Task goal:
Show every line of the records below that contains the word "Note", treating uppercase and lowercase as different.

Data for this exercise:

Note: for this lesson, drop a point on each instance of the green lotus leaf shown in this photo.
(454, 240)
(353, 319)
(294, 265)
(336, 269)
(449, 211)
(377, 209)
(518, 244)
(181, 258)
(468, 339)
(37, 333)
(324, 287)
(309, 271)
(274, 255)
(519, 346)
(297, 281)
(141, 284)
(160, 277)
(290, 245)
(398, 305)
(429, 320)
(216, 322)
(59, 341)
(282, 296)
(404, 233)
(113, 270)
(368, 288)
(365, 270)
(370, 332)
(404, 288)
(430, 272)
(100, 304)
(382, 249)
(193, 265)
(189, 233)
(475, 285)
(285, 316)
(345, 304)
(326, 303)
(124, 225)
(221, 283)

* * *

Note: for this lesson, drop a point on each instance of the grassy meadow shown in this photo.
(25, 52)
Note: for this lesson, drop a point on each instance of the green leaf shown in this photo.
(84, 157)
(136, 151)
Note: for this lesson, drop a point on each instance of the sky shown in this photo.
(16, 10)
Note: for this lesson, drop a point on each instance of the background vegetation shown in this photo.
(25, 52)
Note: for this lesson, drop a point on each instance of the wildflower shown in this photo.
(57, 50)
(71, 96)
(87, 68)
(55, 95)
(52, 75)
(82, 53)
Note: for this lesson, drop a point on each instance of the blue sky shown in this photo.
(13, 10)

* * *

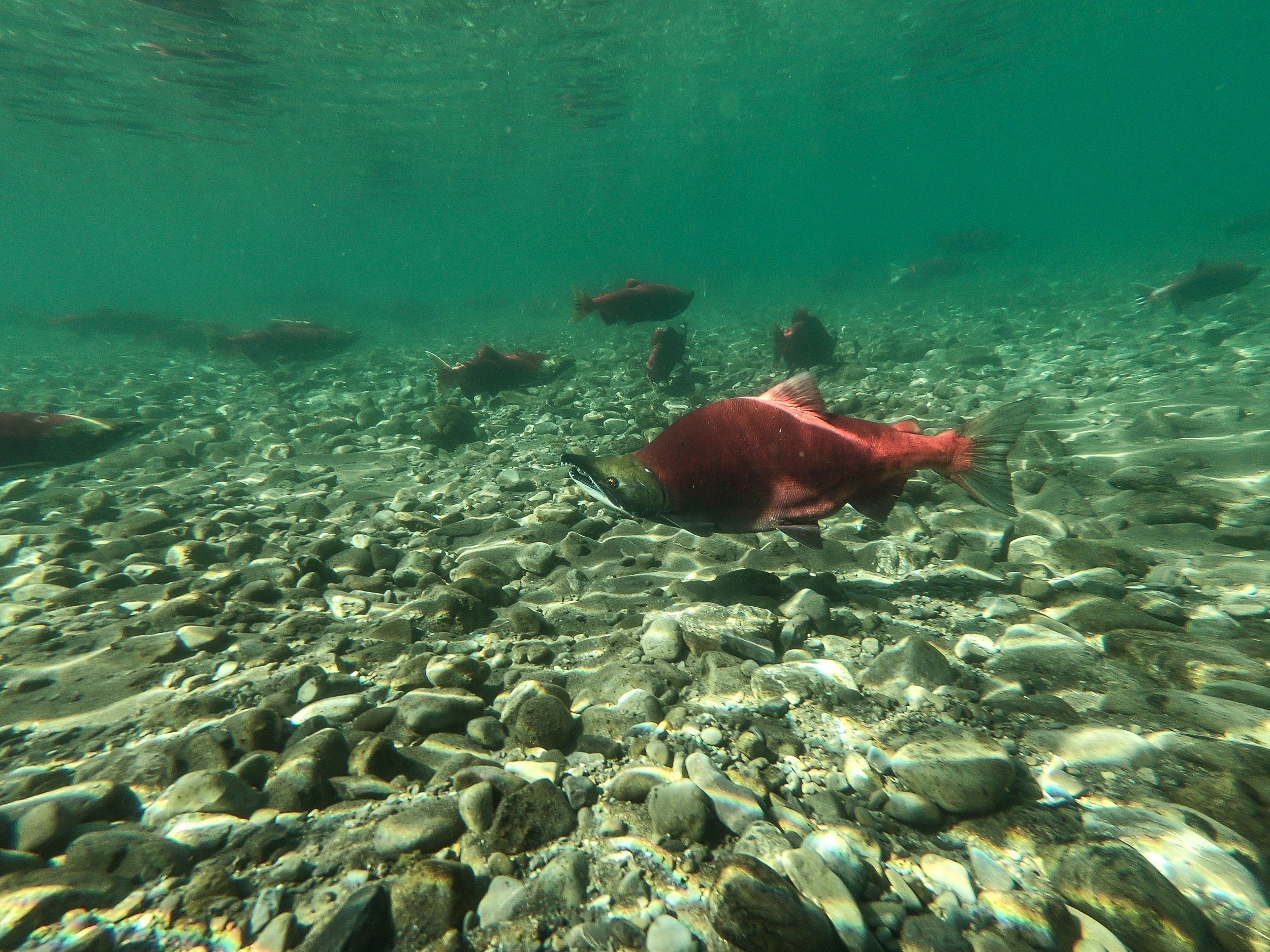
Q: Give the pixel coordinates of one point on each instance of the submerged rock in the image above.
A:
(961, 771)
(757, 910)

Response to this task:
Note: for this lesson, drop a point on each instance of the green lotus leaf shown in this photo.
Note: for this lesson, drop a point on each instance of the grassy meadow shown in this photo.
Note: for this lesson, drop a point on each instance of the green leaf shown in this photo.
Note: for this lesson, drop a point on each instance of the sky shown in this photo.
Note: for this lesson, drop a point on each instance of the background vegetation shown in this photo.
Note: for this lesson, drop a point on each instance of the wildflower shown in this photo.
Note: for this lesson, drop a point on each instance of the blue sky shown in this photo.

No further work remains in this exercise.